[Source data]
* Begin *

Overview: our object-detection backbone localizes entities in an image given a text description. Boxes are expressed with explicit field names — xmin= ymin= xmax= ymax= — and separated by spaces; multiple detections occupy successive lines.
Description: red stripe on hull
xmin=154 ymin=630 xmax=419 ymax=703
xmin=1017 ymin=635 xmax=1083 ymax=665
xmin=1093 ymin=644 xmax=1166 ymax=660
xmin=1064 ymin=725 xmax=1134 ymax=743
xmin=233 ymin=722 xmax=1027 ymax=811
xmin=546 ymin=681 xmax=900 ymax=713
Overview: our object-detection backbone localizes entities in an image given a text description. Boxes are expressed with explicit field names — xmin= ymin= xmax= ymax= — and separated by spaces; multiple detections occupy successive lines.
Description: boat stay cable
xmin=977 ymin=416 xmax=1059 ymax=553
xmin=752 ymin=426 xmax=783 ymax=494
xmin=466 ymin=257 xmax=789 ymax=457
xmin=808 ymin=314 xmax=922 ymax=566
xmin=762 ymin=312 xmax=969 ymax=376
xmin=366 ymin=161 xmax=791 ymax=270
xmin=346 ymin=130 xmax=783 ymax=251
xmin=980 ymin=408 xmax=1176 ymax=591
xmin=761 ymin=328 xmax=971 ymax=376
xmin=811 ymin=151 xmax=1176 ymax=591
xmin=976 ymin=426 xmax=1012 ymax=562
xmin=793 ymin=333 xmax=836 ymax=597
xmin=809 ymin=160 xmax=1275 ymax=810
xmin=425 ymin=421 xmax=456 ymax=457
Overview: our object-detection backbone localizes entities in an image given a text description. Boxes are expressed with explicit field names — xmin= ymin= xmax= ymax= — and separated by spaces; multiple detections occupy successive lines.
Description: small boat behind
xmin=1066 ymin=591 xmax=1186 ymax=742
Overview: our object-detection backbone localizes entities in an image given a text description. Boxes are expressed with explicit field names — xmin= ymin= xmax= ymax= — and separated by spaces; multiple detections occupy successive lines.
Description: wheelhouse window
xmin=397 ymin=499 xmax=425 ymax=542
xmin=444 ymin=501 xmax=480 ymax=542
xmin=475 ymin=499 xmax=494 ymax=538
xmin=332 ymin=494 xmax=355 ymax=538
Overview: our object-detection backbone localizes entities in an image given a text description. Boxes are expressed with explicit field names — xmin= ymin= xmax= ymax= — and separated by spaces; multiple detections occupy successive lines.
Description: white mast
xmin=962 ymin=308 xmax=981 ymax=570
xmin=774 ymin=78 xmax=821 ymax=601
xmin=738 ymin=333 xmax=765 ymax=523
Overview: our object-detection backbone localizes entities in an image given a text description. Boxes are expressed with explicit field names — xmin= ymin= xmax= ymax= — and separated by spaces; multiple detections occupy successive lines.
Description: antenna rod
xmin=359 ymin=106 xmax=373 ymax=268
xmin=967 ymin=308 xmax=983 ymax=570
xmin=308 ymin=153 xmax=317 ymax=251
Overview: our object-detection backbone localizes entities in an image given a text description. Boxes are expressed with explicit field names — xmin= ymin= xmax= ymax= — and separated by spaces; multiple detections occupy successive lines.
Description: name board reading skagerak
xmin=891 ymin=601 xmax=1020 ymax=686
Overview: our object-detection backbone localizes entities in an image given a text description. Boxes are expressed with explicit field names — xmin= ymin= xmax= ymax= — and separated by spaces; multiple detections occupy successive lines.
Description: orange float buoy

* End *

Direction:
How many lines in the entries above contain the word "boat"? Reply with the number alone.

Exercise solution:
2